[Opdracht]: Hoe luidt de zin „Zij stonden in een cirkel rond iemand aan een tafeltje." uit het tekstfragment in het Engels?

Helemaal zonder draad



"Ja schat, ooit komt de dag dat we dit kunnen zònder draad, en dan, dan zijn wij helemaal vrij!"
„Ik mag hopen dat je het zeker weet, we doen dit al dertig jaar."



________________________________________

13.2.14

Niks meer



„Weet je nog hoe akelig Webbe aan zijn eind is gekomen?”
„Webbe? Welke Webbe? Akelige Webbe of Webbe met de zak op zijn rug?”
„Webbe met de zak op zijn rug. Akelige Webbe heb ik amper gekend.”
"En hoe akelig is Webbe met de zak op zijn rug dan aan zijn eind gekomen?”
„Wel… dat kwam door die zak, dat weet je toch? Waarin hij al zijn gevoelens verstopte en die mochten er nooit uit. Altijd maar krampachtig nijpen om die zak dicht te houden…”
„Ja, die Webbe, nu heb ik het weer…”
„Hoe hij op een dag is gevonden naast de vaart, in de vrieskou bedolven en gestikt onder het gewicht van zijn zak, op twintig meter van de sluiswachter die niks heeft gemerkt. Morsdood.”
„Ja, dat was een akelige vondst. Kom zo aan je eind, onder je eigen zak…”
„En weten dat toen wij die zak open maakten alles daaruit gewoon in een zucht is vervlogen met de wind. Op een twee drie niks meer."



________________________________________

12.2.14

Ik ken het daar een beetje



Gorgelend en doddelend loopt er een man onder mijn raam.
Ik meen dat hij het onzegbare uitschreeuwt over de liefde die hem eergisteren overviel omdat hij dit met ons delen wil, wij die dit al veel eerder en perfecter hebben beleefd. Zulke mannen denken dat zij uniek zijn maar uiten dat zo slecht.
Maar omdat ik niet onbehouwen lijken wil of koud en koel, en hij ziet niet op of om, leun ik ver naar buiten en wens hem alle moed, want het is hier steil bergop en het verder pad is krom en bochtig. Ik ken het daar een beetje.



_____________________________

11.2.14

Jan en Ingrid (Het Heimlich-maneuver)



"Jan? Het Heimlich-maneuver? Geen idee. Volgens mij kan hij dat zelfs niet uitspreken...
Het heimelijk daarentegen..."



______________________________

6.2.14

De voorlopig enige manier

Natuurlijk is iedereen die gestorven is
steendood
en ontkennen wij dat dan
met versleten woorden zoals
zolang iemand aan haar denkt blijft zij toch nog leven!

maar dat is voorlopig nog steeds
de enige manier om haar nog eens te omhelzen of
nog eens uit te nodigen in dat cafeetje waar
je elkaar toen leerde kennen maar
dat ondertussen ook al niet meer bestaat

of kent u dan een andere manier?



______________________________

5.2.14

De pen van Murakami



Verlokt door het geluid van goedkeurend gemompel en beleefd handgeklap ging ik kijken wat er aan de hand was.
Zij stonden in een cirkel rond iemand aan een tafeltje.
„Wat is hier aan de hand?” wilde ik weten.
„Wij hebben een pen van Murakami gevonden,” fluisterde een jonge vrouw, „en nu proberen wij te schrijven zoals hij.”

[Aangeleverde regels]:

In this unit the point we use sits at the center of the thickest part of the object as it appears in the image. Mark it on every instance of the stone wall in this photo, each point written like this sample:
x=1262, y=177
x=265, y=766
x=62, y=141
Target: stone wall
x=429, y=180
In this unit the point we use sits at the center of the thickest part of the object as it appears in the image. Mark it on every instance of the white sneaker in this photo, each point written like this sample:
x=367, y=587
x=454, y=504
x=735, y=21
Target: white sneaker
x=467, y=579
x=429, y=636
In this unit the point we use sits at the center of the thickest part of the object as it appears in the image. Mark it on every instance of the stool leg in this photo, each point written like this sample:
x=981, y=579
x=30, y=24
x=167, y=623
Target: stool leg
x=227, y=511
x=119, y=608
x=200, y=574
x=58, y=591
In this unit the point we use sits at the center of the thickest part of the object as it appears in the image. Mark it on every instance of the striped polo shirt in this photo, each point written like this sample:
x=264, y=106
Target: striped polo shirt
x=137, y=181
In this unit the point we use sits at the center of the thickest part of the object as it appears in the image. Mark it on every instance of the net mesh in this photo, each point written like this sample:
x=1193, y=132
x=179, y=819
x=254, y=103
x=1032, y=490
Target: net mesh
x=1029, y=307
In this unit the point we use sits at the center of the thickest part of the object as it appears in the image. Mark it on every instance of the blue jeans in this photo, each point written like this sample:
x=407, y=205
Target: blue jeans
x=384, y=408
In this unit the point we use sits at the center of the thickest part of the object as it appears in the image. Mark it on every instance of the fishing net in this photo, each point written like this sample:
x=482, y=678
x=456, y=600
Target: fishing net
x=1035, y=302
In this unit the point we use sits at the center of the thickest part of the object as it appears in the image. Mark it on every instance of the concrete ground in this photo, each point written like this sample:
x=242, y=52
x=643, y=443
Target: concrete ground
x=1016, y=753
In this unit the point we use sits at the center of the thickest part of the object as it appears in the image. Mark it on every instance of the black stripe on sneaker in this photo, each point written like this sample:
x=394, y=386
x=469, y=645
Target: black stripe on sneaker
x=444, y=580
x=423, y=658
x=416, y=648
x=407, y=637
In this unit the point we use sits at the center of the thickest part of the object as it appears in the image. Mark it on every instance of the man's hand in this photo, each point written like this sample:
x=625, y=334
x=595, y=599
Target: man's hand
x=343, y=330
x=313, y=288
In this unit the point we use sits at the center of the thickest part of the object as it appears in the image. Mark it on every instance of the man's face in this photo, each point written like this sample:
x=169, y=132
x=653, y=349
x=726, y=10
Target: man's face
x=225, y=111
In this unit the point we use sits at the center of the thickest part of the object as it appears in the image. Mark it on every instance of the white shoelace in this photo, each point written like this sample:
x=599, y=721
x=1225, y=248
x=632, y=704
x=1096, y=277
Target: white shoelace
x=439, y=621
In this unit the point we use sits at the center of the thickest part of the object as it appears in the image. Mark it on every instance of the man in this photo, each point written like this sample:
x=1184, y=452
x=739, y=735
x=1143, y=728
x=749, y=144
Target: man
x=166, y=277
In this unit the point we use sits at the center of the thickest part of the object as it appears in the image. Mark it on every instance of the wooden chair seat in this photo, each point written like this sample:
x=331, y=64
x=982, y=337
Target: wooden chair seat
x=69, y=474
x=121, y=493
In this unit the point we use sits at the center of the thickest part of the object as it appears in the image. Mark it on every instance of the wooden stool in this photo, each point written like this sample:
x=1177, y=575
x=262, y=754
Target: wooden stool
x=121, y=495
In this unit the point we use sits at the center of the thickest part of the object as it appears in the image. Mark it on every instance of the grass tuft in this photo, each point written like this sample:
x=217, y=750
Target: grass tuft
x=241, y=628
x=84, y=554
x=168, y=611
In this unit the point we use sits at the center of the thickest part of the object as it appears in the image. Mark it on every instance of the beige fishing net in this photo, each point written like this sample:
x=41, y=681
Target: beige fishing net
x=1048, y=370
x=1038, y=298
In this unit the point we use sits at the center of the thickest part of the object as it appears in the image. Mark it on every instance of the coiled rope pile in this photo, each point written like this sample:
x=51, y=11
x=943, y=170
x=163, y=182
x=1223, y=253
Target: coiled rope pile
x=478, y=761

[Antwoord]: They were standing in a circle around someone at a small table.